Die 800m-Vorläufe der Damen begannen mit einem Paukenschlag: Die Inderin Tintu Lukka sah ihre Chance in einem schnellen Lauf und führte das Feld mit einer Durchgangszeit von 57,06 Minuten in die letzte der beiden Runden. Dort sahen die Leichtathletik-Fans im Pekinger „Vogelnest“ ein Spiegelbild des Finallaufs der Europameisterschaften von Zürich: Europameisterin Marina Arzamasova setzte sich rund 150 Meter vor dem Ziel an die Spitze und gewann den Lauf in einer Zeit von 1:58,69 Minuten. Das ist die neuntschnellste Zeit des Jahres – in einem WM-Vorlauf ohne Pacemakerin wohl gemerkt! Hinter der Weißrussin platzierte sich Vize-Europameisterin Lysney Sharp, die ebenfalls unter 1:59 Minuten blieb und somit untermalte, dass ihre Formkurve weiter nach oben zeigt.

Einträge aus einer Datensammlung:
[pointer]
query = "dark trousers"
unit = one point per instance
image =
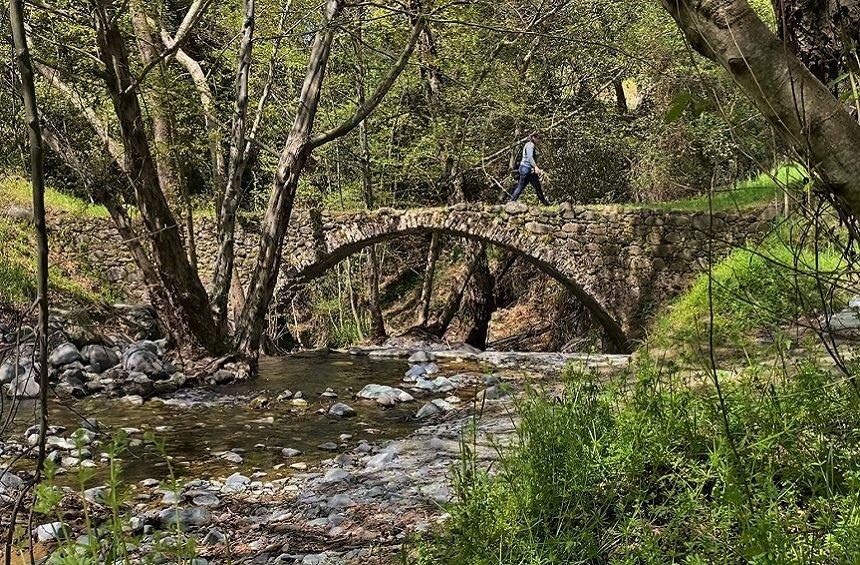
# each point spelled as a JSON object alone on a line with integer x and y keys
{"x": 528, "y": 176}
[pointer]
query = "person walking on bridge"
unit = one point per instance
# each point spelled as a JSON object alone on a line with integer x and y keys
{"x": 529, "y": 170}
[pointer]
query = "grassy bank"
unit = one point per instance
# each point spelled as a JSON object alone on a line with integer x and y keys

ZU LÖSENDE AUFGABEN:
1. Schreibe aus dem Artikel über die 800-m-Vorläufe den Abschnitt von „Die 800m-Vorläufe der“ bis „nach oben zeigt.“ wortgetreu ab.
2. Wie viele Meter vor dem Ziel setzte sich Marina Arzamasova laut dem Artikel über die 800-m-Vorläufe an die Spitze?

ENDGÜLTIGE ANTWORTEN:
1.
Die 800m-Vorläufe der Damen begannen mit einem Paukenschlag: Die Inderin Tintu Lukka sah ihre Chance in einem schnellen Lauf und führte das Feld mit einer Durchgangszeit von 57,06 Minuten in die letzte der beiden Runden. Dort sahen die Leichtathletik-Fans im Pekinger „Vogelnest“ ein Spiegelbild des Finallaufs der Europameisterschaften von Zürich: Europameisterin Marina Arzamasova setzte sich rund 150 Meter vor dem Ziel an die Spitze und gewann den Lauf in einer Zeit von 1:58,69 Minuten. Das ist die neuntschnellste Zeit des Jahres – in einem WM-Vorlauf ohne Pacemakerin wohl gemerkt! Hinter der Weißrussin platzierte sich Vize-Europameisterin Lysney Sharp, die ebenfalls unter 1:59 Minuten blieb und somit untermalte, dass ihre Formkurve weiter nach oben zeigt.

2. Rund 150 Meter vor dem Ziel.